| 지시 사항 |
아래 자료 전체를 한 글자도 바꾸지 말고 그대로 다시 옮겨 적으세요. 그림은 답에 넣지 마세요.

| 사용할 자료 |
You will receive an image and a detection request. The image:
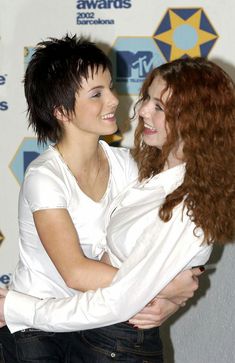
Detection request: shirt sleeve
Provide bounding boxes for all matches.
[5,208,211,332]
[22,167,67,212]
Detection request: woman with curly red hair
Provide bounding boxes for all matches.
[0,58,235,363]
[133,57,235,243]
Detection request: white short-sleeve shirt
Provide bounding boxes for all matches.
[5,165,212,331]
[11,141,137,298]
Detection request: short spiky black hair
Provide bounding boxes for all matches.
[24,34,112,143]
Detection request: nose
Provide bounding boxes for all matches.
[139,101,150,118]
[108,90,119,108]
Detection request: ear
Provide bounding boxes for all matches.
[53,106,69,122]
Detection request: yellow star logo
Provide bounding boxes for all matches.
[153,8,218,61]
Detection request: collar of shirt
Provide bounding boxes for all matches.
[140,163,186,195]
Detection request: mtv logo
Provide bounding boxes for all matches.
[110,37,165,95]
[116,50,154,78]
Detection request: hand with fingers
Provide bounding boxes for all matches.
[129,266,204,329]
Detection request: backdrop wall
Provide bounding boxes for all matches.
[0,0,235,363]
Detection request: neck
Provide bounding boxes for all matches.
[163,148,184,170]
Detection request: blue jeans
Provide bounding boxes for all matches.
[0,326,18,363]
[74,323,163,363]
[13,329,79,363]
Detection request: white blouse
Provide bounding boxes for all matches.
[5,165,212,332]
[10,141,137,298]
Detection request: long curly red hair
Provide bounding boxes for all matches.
[132,57,235,244]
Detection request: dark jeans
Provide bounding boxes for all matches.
[74,323,163,363]
[0,326,18,363]
[5,329,79,363]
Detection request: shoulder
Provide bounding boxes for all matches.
[24,148,61,191]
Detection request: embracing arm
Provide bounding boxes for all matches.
[33,209,117,291]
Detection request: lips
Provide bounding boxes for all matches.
[102,113,116,122]
[144,122,157,135]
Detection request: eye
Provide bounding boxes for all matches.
[155,103,164,112]
[91,91,101,98]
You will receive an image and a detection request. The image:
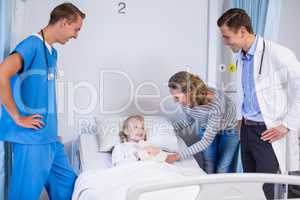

| 연습 문제 정답 |
You will receive an image and a detection request. The image:
Detection request: shirt sleeve
Provide bounding boxes for all matches.
[5,208,211,332]
[22,167,67,212]
Detection request: woman with curly red hair
Provide bounding boxes for all matches.
[0,58,235,363]
[133,57,235,243]
Detection request: white short-sleeve shirt
Provide bounding boxes for all matches.
[5,165,212,331]
[11,141,137,298]
Detection request: short spiky black hair
Provide bounding boxes for all matches.
[24,34,112,143]
Detection request: nose
Provide bounding boxes for all matches.
[139,101,150,118]
[108,90,119,108]
Detection request: ear
Provide bounding boxes for all matches.
[53,106,69,122]
Detection request: yellow star logo
Provide bounding boxes for all matches.
[153,8,218,61]
Detection request: collar of shirt
Provide bounding boxes for all matches.
[140,163,186,195]
Detection request: mtv logo
Provide bounding boxes for all matches.
[110,37,165,95]
[116,50,154,78]
Detection request: hand with fingers
Provide bounding boxes for all matches.
[129,266,204,329]
Detection request: backdrop wall
Provide bounding boxes for all matches.
[0,0,235,363]
Detection request: neck
Provide bounding boxes for all matches.
[163,148,184,170]
Detection request: blue jeans
Provide bounding boxes for all matches.
[0,326,18,363]
[74,323,163,363]
[13,329,79,363]
Detection request: white blouse
Provide bounding boxes for all matches.
[5,165,212,332]
[10,141,137,298]
Detection request: long curly red hair
Provide bounding boxes for all matches.
[132,57,235,244]
Detection request: dark jeans
Provide bounding boxes for all matches.
[74,323,163,363]
[0,326,18,363]
[5,329,79,363]
Detection request: shoulder
Provide bounding boxes for all matches.
[24,148,61,191]
Detection request: embracing arm
Provide bounding boxes for all matches.
[33,209,117,291]
Detection request: lips
Provide bounding boxes for all matches.
[102,113,116,122]
[144,122,157,135]
Detection request: eye
Provide bounding boxes for all matches.
[155,103,164,112]
[91,91,101,98]
You will receive an image and a detection request. The image:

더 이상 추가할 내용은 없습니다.